- CONSIGNE A:
Recopiez le passage sur les perturbateurs endocriniens, de « La question de » jusqu'à « de différentes associations. », en substituant « discussions » à « négociations ».
- CONSIGNE B:
D'après le passage sur les perturbateurs endocriniens, pour quels produits une définition de ces substances existe-t-elle déjà dans la réglementation ?

- PASSAGE EXTRAIT:
^^^^^^^^

« Il est important d'avoir une définition transversale [des perturbateurs endocriniens] dans l'ensemble des réglementations, y compris sectorielle : aujourd'hui elle existe pour les produits phytosanitaires et les biocides. Reste désormais les produits cosmétiques, les jouets et les contenants alimentaires », a indiqué Pierre Bodenez, chef du service des risques liés à l'environnement, des déchets et des pollutions diffuses à la Direction générale de la prévention des risques au ministère de la Transition écologique, lors d'une table ronde sur l'exposition du quotidien aux perturbateurs endocriniens (PE) au Sénat.
La question de la définition de ces substances est sensible. Si elle figure aujourd'hui dans certaines réglementations européennes, les négociations furent longues et les résultats pas toujours à la hauteur des espoirs de différentes associations.

^^^^^^^^

- DONNÉES:
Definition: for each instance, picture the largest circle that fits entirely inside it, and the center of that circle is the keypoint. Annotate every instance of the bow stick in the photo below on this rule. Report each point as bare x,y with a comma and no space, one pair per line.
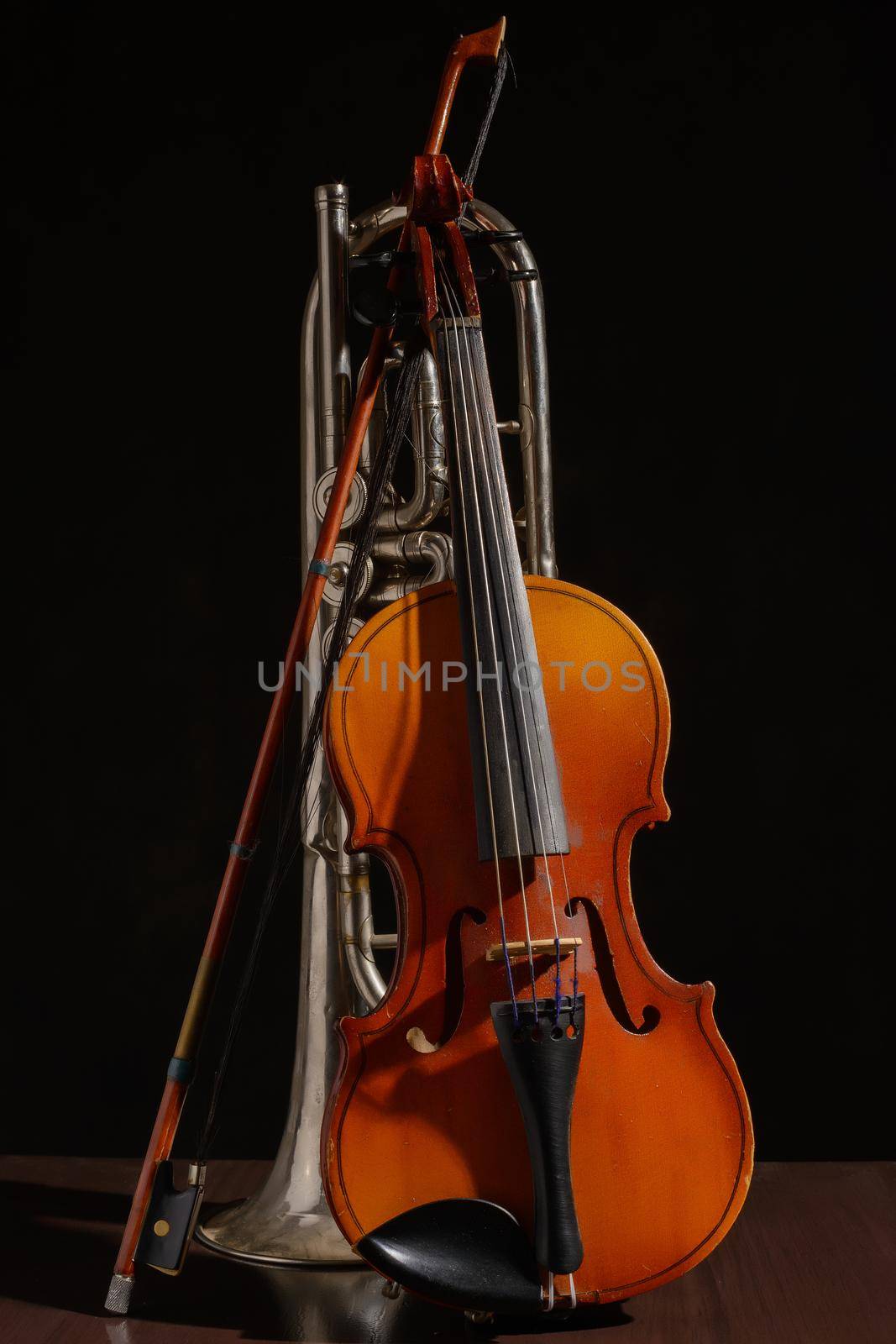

^^^^^^^^

- CORRIGÉ A:
La question de la définition de ces substances est sensible. Si elle figure aujourd'hui dans certaines réglementations européennes, les discussions furent longues et les résultats pas toujours à la hauteur des espoirs de différentes associations.

- CORRIGÉ B:
Pour les produits phytosanitaires et les biocides.